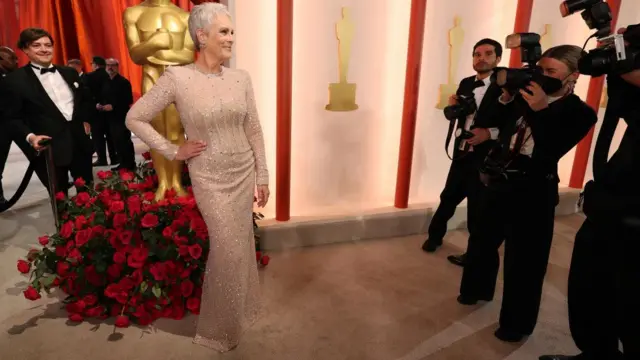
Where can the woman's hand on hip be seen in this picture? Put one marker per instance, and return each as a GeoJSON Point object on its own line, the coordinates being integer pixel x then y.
{"type": "Point", "coordinates": [189, 149]}
{"type": "Point", "coordinates": [263, 195]}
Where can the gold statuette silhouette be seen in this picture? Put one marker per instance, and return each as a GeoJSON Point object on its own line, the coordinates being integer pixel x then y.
{"type": "Point", "coordinates": [456, 39]}
{"type": "Point", "coordinates": [342, 95]}
{"type": "Point", "coordinates": [157, 36]}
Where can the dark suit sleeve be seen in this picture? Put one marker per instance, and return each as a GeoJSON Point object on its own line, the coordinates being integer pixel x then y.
{"type": "Point", "coordinates": [12, 110]}
{"type": "Point", "coordinates": [557, 129]}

Exercise requirements = Convert all the items above into a CSV with a header row of text and answer, one row per item. Put each item's wording and its answer in a single quoted field with line breaks replaced by spaces, and leave the pictures out.

Result for this task =
text,answer
"Where can the woman's hand on hip be seen in this picture? Put one marker per instance, and return each as a GeoJSON Point object on its own line, the coordinates being integer pixel x then y.","{""type"": ""Point"", ""coordinates"": [189, 149]} {""type"": ""Point"", ""coordinates"": [263, 195]}"
"Where can the gold statuette silhouette be seen in this picture? Put one marker per instance, and return each as a GeoJSON Point object on its own line, the coordinates being integer pixel x then y.","{""type"": ""Point"", ""coordinates"": [456, 39]} {""type"": ""Point"", ""coordinates"": [342, 95]} {""type"": ""Point"", ""coordinates"": [157, 36]}"
"Where can the dark suit sleeve be seen in this picture? Put one marker per instance, and return each as a GeoJSON Point object on its own line, the coordinates being integer pixel x then y.","{""type"": ""Point"", ""coordinates"": [12, 110]} {""type"": ""Point"", ""coordinates"": [557, 129]}"